Natural language region descriptions =
════════
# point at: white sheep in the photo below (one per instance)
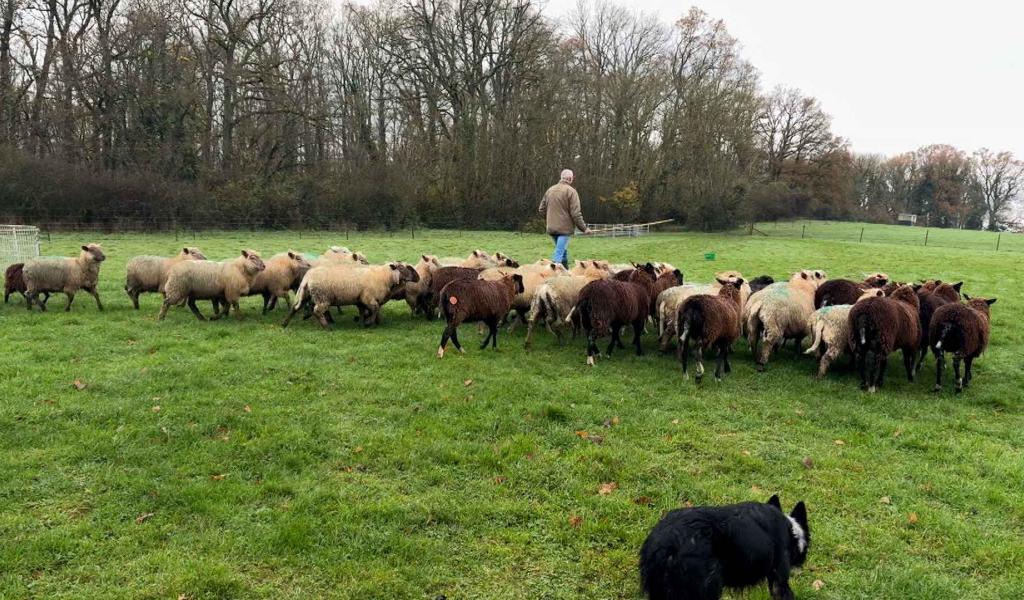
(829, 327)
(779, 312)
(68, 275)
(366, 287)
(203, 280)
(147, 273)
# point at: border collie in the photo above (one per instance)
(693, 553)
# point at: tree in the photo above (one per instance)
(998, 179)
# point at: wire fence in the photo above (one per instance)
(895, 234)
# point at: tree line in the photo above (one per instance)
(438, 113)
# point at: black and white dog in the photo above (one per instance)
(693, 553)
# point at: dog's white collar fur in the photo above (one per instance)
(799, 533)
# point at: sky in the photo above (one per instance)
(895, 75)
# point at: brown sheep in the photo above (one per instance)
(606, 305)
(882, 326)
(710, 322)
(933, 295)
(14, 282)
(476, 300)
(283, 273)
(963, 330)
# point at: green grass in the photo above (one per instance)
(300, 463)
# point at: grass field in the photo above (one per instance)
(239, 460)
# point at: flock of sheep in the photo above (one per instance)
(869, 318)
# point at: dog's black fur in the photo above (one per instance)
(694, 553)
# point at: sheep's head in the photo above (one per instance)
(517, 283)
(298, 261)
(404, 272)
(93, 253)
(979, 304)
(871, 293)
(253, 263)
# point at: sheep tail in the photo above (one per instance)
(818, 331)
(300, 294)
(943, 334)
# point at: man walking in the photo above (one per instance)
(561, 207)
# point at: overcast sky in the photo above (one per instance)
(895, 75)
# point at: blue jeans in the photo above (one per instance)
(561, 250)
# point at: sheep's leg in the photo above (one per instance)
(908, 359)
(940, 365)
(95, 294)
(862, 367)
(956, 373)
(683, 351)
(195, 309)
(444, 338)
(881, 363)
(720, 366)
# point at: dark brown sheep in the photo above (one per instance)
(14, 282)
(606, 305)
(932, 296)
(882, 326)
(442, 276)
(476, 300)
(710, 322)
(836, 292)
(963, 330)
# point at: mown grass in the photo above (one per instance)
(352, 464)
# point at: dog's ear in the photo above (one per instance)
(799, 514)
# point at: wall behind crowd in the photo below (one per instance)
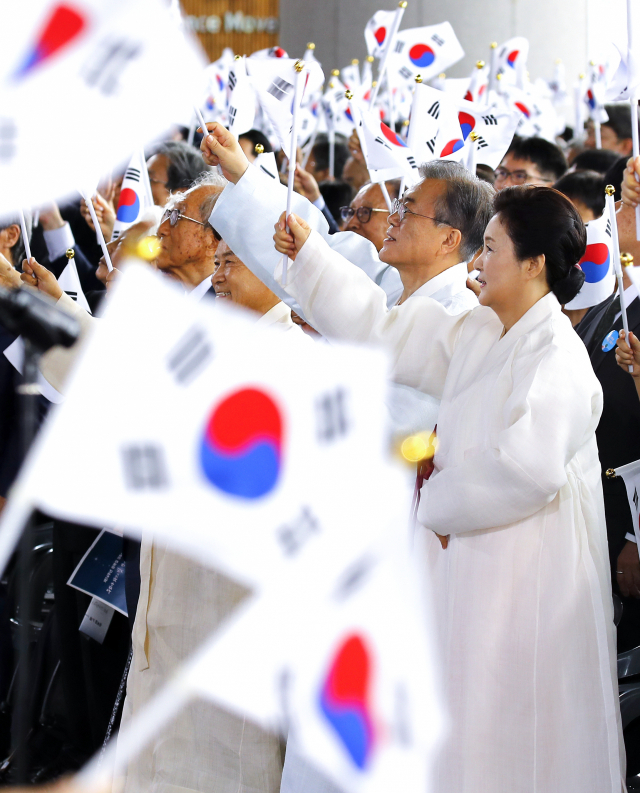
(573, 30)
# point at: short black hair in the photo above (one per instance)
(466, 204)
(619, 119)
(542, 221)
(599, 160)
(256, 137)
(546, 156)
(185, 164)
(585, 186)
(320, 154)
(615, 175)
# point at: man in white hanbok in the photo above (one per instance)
════════
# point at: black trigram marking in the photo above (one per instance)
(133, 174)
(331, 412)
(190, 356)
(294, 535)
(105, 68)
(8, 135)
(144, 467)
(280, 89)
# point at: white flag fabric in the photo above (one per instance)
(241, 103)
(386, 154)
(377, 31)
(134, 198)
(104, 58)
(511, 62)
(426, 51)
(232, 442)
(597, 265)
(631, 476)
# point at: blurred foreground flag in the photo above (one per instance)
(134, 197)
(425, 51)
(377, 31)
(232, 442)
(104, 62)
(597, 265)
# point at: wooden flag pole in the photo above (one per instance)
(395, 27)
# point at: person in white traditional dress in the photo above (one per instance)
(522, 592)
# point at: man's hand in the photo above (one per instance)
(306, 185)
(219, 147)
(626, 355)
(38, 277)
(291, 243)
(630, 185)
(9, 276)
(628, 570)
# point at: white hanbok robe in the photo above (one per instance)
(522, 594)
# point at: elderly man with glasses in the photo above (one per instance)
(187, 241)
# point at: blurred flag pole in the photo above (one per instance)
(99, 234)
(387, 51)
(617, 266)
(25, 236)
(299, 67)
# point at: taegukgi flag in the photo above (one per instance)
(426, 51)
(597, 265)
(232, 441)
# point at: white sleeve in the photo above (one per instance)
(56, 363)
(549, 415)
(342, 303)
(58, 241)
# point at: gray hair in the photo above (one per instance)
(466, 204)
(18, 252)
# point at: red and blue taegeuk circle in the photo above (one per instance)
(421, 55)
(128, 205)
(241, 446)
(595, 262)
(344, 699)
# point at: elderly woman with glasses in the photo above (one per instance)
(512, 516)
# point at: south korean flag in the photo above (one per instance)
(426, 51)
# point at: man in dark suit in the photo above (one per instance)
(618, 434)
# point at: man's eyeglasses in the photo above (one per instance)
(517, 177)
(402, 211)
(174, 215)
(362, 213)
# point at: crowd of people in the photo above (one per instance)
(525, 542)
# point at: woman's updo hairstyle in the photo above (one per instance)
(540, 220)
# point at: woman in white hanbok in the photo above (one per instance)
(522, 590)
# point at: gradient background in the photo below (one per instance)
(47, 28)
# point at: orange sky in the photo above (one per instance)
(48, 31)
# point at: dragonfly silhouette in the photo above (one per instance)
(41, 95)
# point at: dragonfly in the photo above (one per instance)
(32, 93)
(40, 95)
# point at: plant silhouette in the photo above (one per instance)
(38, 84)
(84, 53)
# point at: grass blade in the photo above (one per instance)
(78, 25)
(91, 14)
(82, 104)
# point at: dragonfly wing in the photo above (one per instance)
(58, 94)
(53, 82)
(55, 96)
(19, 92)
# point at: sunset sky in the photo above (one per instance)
════════
Required action = The answer is the lines above between the line holding "# point at: man's eyeglasses" and the line holding "# point at: sunset", inclusive, each written out exactly, and no others.

Response to the exercise =
# point at: man's eyeglasses in the photo above (one per instance)
(517, 177)
(402, 211)
(174, 215)
(362, 213)
# point at: crowd of people in the photo above (one per instance)
(525, 542)
# point at: woman's updo hairstyle in the photo above (one per instance)
(540, 220)
# point at: woman in white hanbok in the photo above (one per instance)
(522, 590)
# point at: gradient background in the photo below (one per instance)
(47, 28)
# point at: orange sky in the photo above (one per instance)
(48, 31)
# point at: dragonfly silhouette in the photo above (one per instance)
(41, 95)
# point at: dragonfly in the photo above (one per instance)
(32, 93)
(40, 95)
# point at: plant silhouette in the photo above (one per instance)
(38, 84)
(84, 53)
# point at: grass blade in the photo above (one per instance)
(78, 25)
(91, 14)
(82, 104)
# point at: dragonfly wing in the photo above (one per instance)
(58, 94)
(53, 82)
(55, 96)
(19, 92)
# point at: sunset sky in the photo above (one per instance)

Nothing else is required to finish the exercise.